Pick out each line in the records below that contains the word "rocky", and copy those lines.

[Point annotations for photos]
_ _ _ _ _

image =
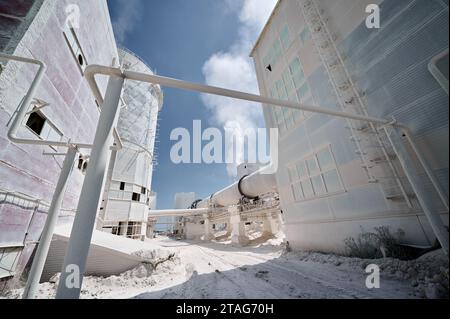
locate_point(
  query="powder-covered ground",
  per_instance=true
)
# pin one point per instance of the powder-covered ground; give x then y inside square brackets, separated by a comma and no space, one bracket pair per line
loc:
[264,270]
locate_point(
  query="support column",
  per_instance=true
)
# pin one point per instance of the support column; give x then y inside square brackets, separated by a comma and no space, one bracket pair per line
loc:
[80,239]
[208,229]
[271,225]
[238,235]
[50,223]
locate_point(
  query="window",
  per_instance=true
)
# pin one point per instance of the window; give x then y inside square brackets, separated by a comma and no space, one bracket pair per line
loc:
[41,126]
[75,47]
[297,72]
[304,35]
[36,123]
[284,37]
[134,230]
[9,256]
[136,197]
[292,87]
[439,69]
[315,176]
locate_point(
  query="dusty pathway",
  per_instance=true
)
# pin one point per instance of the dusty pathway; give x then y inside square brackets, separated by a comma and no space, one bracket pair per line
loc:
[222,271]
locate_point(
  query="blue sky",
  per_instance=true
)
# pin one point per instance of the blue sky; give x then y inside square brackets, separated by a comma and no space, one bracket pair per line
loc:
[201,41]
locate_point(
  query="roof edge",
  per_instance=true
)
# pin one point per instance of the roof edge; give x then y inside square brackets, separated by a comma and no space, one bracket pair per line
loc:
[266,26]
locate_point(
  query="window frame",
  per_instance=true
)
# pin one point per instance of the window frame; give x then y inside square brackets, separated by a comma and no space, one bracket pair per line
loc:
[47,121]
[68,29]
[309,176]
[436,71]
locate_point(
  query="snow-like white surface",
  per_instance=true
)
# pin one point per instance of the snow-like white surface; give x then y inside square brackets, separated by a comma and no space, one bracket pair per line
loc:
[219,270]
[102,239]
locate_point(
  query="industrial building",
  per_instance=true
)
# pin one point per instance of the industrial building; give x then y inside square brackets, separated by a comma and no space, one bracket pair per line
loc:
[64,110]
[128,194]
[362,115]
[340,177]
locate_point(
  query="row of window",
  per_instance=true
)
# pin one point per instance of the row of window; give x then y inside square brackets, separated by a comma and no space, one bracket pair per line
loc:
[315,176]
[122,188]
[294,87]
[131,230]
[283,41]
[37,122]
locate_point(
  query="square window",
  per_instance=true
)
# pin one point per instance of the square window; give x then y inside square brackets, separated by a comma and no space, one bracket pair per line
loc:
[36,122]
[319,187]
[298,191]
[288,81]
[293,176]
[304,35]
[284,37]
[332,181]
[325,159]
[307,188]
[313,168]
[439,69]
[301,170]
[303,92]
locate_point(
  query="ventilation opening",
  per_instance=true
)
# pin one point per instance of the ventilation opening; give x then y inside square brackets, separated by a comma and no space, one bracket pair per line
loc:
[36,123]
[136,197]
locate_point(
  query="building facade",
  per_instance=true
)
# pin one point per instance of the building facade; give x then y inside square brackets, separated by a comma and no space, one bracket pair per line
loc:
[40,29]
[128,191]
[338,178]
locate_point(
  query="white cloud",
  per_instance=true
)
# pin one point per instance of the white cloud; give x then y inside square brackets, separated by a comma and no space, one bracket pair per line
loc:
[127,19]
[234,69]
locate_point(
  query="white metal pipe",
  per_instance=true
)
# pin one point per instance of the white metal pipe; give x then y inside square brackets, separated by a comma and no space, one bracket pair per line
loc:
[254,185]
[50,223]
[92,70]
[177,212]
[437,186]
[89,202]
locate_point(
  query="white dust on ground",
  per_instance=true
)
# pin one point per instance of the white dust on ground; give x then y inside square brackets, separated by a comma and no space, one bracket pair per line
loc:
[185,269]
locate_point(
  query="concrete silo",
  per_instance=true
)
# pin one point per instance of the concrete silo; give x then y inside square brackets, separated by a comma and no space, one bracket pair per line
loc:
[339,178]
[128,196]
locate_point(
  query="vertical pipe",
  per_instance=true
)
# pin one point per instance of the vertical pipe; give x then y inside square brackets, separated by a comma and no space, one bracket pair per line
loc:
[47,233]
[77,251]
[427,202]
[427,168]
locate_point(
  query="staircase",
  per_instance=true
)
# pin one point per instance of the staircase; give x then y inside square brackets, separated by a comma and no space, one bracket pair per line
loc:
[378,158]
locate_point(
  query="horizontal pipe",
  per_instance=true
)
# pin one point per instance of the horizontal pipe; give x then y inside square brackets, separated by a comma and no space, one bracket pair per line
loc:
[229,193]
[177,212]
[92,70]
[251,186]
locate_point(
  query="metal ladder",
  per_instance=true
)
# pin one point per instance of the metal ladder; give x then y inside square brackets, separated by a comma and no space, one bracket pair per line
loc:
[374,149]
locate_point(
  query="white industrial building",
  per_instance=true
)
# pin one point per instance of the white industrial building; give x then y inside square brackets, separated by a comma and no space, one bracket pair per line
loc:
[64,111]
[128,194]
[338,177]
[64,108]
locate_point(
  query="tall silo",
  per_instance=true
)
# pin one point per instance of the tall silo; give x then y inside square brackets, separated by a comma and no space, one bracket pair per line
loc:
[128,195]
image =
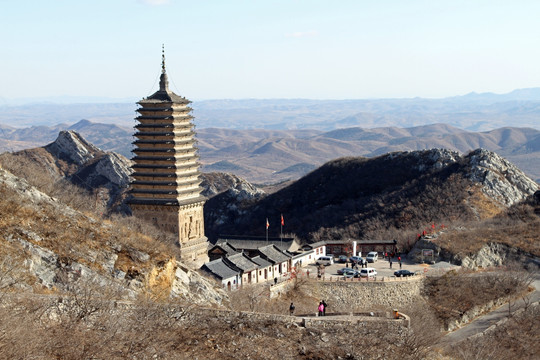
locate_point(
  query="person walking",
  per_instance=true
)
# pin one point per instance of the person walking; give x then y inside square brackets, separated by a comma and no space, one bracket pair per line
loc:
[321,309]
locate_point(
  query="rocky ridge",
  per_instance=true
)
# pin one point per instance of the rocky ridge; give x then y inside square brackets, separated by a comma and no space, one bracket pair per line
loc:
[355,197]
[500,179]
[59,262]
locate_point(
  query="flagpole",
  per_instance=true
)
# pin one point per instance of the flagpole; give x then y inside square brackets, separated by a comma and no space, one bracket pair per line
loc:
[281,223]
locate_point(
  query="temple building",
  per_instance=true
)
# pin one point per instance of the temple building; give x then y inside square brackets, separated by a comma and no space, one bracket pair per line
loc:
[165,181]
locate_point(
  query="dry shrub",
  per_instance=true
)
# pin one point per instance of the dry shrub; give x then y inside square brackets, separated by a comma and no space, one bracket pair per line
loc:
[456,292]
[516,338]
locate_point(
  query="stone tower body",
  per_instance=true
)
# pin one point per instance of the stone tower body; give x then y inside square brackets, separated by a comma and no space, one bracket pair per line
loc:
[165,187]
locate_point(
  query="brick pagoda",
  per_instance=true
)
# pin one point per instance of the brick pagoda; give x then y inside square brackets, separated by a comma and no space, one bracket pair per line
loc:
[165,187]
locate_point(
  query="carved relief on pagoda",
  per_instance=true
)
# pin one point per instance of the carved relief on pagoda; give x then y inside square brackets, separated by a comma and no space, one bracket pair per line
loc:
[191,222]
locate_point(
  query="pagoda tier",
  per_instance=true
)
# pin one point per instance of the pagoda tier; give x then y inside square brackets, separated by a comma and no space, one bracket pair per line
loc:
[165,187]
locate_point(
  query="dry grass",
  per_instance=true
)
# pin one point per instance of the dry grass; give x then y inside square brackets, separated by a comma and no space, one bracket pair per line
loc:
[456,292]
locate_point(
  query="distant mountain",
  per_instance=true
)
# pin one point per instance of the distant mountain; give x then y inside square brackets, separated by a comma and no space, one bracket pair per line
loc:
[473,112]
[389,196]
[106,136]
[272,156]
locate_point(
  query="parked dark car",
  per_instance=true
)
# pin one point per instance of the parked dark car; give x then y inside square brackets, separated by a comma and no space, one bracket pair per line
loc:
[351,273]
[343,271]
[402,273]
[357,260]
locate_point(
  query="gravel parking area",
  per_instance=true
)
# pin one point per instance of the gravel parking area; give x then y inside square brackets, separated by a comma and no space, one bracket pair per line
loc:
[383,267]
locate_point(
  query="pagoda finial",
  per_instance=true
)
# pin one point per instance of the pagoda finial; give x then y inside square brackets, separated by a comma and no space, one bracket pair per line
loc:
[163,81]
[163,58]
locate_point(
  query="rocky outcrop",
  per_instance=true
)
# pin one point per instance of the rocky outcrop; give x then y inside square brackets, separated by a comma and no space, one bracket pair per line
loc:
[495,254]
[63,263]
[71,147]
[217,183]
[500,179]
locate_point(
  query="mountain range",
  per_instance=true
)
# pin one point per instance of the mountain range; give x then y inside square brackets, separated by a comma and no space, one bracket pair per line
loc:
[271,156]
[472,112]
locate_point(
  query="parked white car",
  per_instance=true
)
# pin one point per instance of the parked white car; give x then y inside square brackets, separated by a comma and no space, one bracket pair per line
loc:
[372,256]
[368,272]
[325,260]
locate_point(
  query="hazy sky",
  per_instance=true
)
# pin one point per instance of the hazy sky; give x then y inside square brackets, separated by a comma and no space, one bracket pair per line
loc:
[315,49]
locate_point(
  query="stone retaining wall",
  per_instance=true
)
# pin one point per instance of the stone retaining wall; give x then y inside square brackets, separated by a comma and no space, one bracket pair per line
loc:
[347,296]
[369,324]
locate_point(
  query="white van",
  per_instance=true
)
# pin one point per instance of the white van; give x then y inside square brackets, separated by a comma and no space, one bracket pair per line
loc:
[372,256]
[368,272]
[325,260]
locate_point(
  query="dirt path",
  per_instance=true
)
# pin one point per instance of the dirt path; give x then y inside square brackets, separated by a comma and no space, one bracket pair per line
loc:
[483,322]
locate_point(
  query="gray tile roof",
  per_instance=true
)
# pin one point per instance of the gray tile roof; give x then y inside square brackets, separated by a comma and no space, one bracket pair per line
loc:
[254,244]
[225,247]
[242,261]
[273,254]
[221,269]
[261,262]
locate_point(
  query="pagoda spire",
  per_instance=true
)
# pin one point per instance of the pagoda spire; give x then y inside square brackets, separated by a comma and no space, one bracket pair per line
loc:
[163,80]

_ _ _ _ _

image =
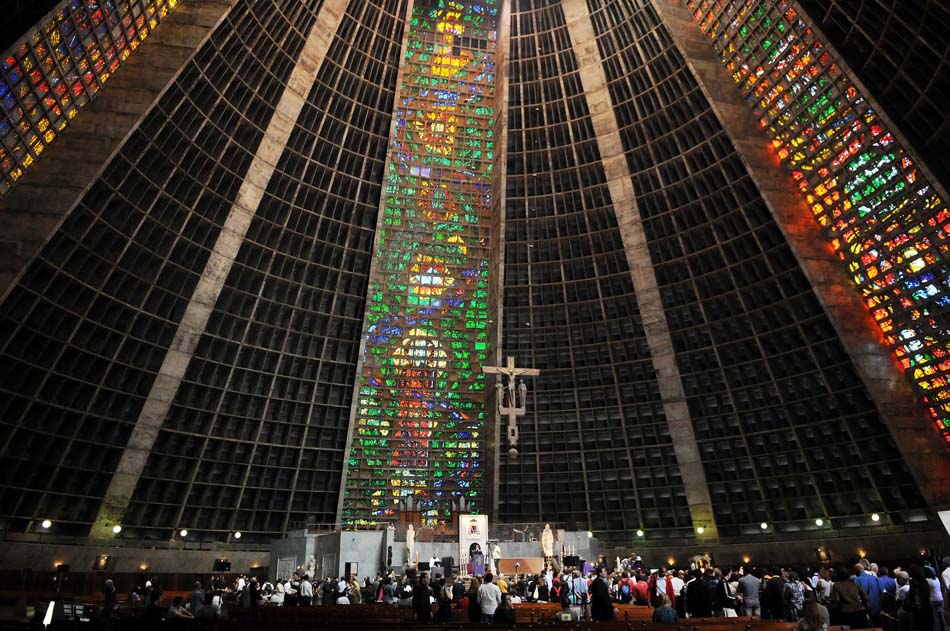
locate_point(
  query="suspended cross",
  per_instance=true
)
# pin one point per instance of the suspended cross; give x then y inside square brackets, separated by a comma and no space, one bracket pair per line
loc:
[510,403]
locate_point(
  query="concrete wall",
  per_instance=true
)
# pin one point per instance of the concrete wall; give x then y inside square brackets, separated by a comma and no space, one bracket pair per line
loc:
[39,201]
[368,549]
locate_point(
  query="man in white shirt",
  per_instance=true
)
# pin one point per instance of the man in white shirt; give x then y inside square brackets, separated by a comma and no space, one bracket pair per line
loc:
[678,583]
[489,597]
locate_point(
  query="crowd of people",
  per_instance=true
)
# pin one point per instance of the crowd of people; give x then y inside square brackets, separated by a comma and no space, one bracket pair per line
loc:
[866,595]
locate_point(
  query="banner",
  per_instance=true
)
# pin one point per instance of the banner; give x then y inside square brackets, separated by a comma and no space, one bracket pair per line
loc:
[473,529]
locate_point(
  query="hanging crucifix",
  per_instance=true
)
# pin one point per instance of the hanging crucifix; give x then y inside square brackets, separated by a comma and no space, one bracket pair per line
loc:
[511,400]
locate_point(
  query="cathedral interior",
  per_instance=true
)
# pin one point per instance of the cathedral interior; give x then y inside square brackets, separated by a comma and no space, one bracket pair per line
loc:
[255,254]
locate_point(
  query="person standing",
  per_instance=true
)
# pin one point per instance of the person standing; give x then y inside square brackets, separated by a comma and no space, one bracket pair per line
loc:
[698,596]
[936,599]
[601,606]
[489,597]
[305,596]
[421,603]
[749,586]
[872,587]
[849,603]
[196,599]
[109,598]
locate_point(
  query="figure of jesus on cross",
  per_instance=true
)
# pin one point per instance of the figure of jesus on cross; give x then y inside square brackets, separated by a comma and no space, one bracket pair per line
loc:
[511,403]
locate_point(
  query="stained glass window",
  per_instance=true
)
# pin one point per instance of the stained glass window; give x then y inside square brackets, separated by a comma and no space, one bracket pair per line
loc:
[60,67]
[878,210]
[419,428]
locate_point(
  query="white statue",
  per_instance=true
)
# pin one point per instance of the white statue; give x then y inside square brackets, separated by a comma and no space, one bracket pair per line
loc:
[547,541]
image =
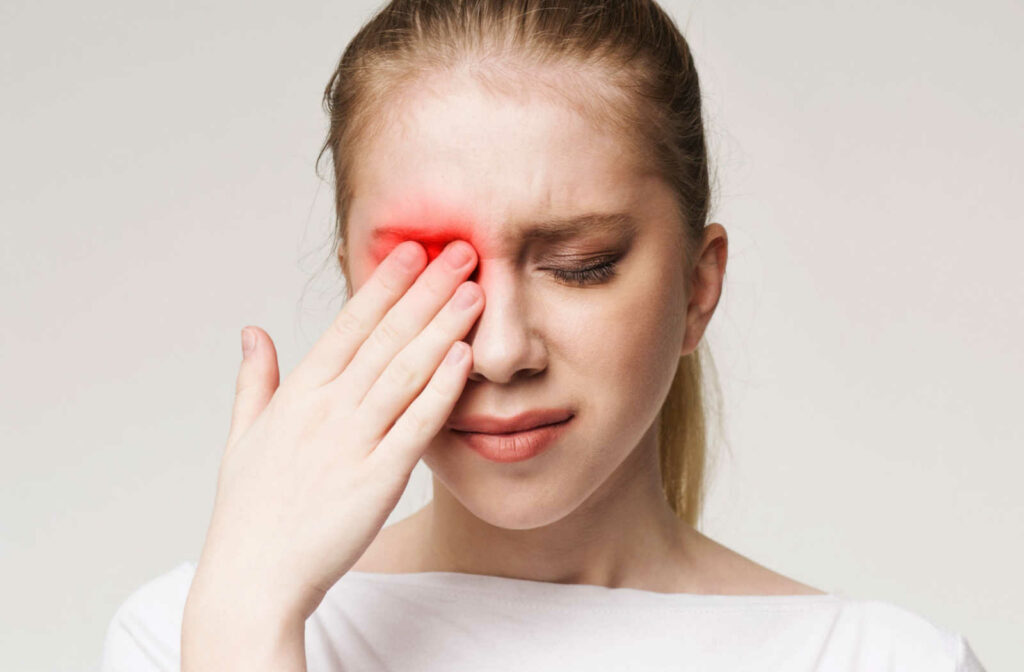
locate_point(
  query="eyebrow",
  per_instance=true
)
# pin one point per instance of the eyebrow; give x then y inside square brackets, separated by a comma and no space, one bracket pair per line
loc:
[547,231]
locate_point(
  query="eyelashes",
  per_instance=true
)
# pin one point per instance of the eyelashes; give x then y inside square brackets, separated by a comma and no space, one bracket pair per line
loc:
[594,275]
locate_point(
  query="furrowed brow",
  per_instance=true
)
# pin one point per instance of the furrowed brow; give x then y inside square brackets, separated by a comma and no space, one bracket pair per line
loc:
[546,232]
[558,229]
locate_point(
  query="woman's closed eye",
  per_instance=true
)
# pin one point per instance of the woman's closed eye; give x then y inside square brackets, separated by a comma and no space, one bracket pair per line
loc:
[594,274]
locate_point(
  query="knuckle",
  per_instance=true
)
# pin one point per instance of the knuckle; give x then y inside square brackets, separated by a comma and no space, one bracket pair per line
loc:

_ _ _ _ _

__EXERCISE SOLUTION__
  query="rocky ridge",
# pin one point per instance of the rocky ridge; give x then y inside square brackets, separated by a comma and no space, one bracket pair per line
  query="rocky outcrop",
# pin one point per instance of the rocky outcrop; give x then y inside square brackets, separated by a comma and no space, one bracket pair per line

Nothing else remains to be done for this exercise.